* BEGIN Material provided *

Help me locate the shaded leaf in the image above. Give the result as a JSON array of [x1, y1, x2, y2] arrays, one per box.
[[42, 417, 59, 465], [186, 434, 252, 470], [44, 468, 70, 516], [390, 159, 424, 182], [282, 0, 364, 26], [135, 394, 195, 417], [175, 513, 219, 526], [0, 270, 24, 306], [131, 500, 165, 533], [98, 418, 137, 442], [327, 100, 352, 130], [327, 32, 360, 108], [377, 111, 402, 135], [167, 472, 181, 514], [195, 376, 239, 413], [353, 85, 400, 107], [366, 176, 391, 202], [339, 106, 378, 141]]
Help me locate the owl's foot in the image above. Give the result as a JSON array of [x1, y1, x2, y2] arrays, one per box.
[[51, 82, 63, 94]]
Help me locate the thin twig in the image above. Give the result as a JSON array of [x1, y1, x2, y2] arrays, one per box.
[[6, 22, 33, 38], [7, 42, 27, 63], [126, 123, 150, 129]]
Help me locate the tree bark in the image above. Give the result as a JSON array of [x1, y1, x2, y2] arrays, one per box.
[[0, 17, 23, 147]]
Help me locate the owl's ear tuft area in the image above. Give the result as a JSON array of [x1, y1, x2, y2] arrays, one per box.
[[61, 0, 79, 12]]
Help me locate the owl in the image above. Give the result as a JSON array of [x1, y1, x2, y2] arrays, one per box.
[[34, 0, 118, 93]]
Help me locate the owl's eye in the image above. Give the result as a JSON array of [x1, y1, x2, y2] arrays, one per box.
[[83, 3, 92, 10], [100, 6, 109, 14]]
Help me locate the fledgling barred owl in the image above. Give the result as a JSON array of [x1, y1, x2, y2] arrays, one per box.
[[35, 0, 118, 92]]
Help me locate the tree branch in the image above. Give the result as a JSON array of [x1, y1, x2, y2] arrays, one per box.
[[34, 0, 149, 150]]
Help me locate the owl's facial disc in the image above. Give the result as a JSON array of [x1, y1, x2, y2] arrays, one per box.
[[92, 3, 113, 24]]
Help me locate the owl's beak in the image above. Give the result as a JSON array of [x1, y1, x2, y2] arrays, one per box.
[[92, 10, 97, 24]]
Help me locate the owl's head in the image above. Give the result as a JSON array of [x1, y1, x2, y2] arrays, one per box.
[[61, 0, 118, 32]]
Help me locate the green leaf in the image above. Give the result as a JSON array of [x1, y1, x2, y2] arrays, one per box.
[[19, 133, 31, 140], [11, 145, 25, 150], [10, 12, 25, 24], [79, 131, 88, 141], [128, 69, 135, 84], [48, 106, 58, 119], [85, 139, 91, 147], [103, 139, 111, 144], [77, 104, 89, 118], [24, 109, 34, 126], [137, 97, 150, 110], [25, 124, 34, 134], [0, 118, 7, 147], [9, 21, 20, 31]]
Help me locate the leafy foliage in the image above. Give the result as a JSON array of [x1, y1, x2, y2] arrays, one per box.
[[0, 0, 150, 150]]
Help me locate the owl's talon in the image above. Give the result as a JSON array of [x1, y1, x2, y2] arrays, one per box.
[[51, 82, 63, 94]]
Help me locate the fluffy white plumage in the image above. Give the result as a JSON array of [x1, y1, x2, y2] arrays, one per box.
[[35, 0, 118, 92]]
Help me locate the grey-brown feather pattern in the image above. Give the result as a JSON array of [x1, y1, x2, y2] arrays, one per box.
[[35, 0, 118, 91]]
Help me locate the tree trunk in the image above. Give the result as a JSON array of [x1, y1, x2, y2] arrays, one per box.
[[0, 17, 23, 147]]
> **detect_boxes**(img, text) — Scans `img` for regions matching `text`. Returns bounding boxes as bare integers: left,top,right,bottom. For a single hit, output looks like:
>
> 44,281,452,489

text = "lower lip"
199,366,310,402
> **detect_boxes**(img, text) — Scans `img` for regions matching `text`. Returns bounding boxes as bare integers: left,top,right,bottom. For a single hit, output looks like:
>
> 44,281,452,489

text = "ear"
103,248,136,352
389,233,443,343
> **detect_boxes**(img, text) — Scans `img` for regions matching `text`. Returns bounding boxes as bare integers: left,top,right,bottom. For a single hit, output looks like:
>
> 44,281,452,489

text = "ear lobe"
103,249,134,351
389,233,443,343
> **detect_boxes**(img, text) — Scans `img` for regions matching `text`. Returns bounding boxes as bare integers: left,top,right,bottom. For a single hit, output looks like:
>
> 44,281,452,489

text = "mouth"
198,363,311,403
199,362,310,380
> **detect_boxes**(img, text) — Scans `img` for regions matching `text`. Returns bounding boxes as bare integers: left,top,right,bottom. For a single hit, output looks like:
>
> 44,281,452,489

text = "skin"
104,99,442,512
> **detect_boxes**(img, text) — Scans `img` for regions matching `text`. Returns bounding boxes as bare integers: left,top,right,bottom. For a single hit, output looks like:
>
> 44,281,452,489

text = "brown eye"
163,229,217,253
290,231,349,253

* END Material provided *

Given request :: Copy the rows verbatim, starting at the line that contains "Help me locate the fledgling" and ending at the line that contains "21, 20, 31]]".

Result for this task ::
Help me locate the fledgling barred owl in the image above. Give the result as a JSON array of [x1, y1, x2, y2] arrays, one per box.
[[35, 0, 118, 92]]
Help me locate the tree branch in the image above. Give the result as a JSON array of [x1, y1, x2, y2] arrays, one per box.
[[34, 0, 149, 150]]
Help me locate the owl's facial disc in the image above. Give the result as a JSON array of [x1, y1, x2, y2] arrays, one per box.
[[92, 3, 113, 24]]
Help me locate the owl's beak in the image above. Give the result as a JSON array of [x1, y1, x2, y2] arrays, one per box.
[[92, 10, 97, 24]]
Help me locate the owl's head in the image above. Give the result as a JSON array of [x1, y1, x2, y2] arrays, one per box.
[[61, 0, 118, 32]]
Help me locate the green leaf in the image above. Give the result as a JSON array of [x1, y1, x2, y2] arrays, one per box.
[[19, 133, 31, 140], [11, 145, 25, 150], [10, 12, 25, 24], [79, 131, 88, 141], [128, 69, 135, 84], [48, 106, 58, 119], [85, 139, 91, 147], [103, 139, 111, 144], [77, 104, 89, 118], [24, 109, 34, 126], [137, 97, 150, 110], [25, 124, 34, 134], [0, 118, 7, 147], [9, 21, 20, 31]]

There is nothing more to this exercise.